▶ [PASSAGE TO READ]
BEGIN

4.1     TERMS AND CONDITIONS DEFINING THE BUSINESS TRANSFER PRICE

The Business transfer price, not including the merchandise related thereto
represents a total amount of (one million eleven thousand two hundred and sixty
five (1,011,265) Euros, i.e six million six hundred and thirty three thousand
four hundred and sixty three point six (6,633,463.6) French francs, allocated as
follows:

- -       nine hundred and forty nine thousand four hundred and twenty one
        (949,421) Euros, i.e, six million two hundred and twenty seven thousand
        seven hundred and ninety three point fifty five (6,227,793.55) Francs
        for the intangible assets referred to in ARTICLE 2 hereinabove

- -       sixty one thousand eight hundred and forty four (61,844) Euros, i.e
        four hundred and five thousand six hundred and seventy point zero five
        (405,670.05) francs for the tangible assets referred to in ARTICLE 2
        hereinabove

[The transfer price of the merchandise that belongs to the Business represents a
French Franc amount, taxes not included of FF 6.224.232,60].

The above mentioned price allocation is solely for the purpose of compliance
with the provisions of article 1 of March 17, 1909 law and the Transferor and
the Transferee covenant


                                       3

   4

by mutual agreement that this price allocation shall under no circumstances give
right to any consequence or claim regarding the valuation of the assets taken
separately.

4.2     TERMS AND CONDITIONS FOR PAYMENT OF THE BUSINESS TRANSFER PRICE

(i)     The transfer price of the intangible and tangible assets of the Business
        referred to in ARTICLE 2 hereinabove paid today by the Transferee to:

        - the Escrow by way of bank wire, for an amount of five hundred thousand
          (500,000) Euros, i.e. three million two hundred and seventy nine
          thousand seven hundred and eighty five (3,279,785) French Francs,
          (hereinafter referred to as the "Portion of transfer price payable on
          account to the escrow")

        - the Transferor's nominated account by way of a bank wire for an amount
          of one hundred and sixty one thousand two hundred and sixty five
          (161,265) Euros, i.e. one million fifty seven thousand eight hundred
          and twenty nine point one (1,057,829.1) French Francs,

        The balance of the transfer price corresponding to the intangible assets
        [and tangible assets] of the Business, i.e. three hundred fifty thousand
        (350,000) Euros or two million two hundred and ninety five thousand
        eight hundred and forty nine point fifty (2,295,849.50) French Francs,
        will be paid by the Transferee to the Transferor according to the
        following terms and conditions:

        - thirty seven thousand five hundred (37,500) Euros (i.e. two hundred
          and forty five thousand nine hundred and eighty four (245,984) French
          Francs) as at December 1, 2000, March 1, 2001, June 1, 2001 and
          September 1, 2001

        - fifty thousand (50,000) Euros (i.e. three hundred twenty seven
          thousand nine hundred and seventy eight point fifty (327,978.50)
          French Francs) as at December 1, 2001, March 1, 2002, June 1, 2002 and
          September 1, 2002.

END

▶ [GIVEN DATA]

BEGIN

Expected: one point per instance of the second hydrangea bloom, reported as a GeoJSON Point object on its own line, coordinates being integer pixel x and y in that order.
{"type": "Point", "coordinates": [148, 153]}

END

▶ [TASKS TO CARRY OUT]
[a] In the transfer price clause, what amount in Euros is allocated to the tangible assets?
[b] From the transfer price clause, extract the text from "The balance of" to "point fifty (327,978.50)".
[c] What are all the dates the transfer price clause sets for installment payments of the balance?
The listing isn't needed here.

▶ [IN RESPONSE]
[a] 61,844 Euros

[b]
The balance of the transfer price corresponding to the intangible assets
        [and tangible assets] of the Business, i.e. three hundred fifty thousand
        (350,000) Euros or two million two hundred and ninety five thousand
        eight hundred and forty nine point fifty (2,295,849.50) French Francs,
        will be paid by the Transferee to the Transferor according to the
        following terms and conditions:

        - thirty seven thousand five hundred (37,500) Euros (i.e. two hundred
          and forty five thousand nine hundred and eighty four (245,984) French
          Francs) as at December 1, 2000, March 1, 2001, June 1, 2001 and
          September 1, 2001

        - fifty thousand (50,000) Euros (i.e. three hundred twenty seven
          thousand nine hundred and seventy eight point fifty (327,978.50)

[c]
- December 1, 2000
- March 1, 2001
- June 1, 2001
- September 1, 2001
- December 1, 2001
- March 1, 2002
- June 1, 2002
- September 1, 2002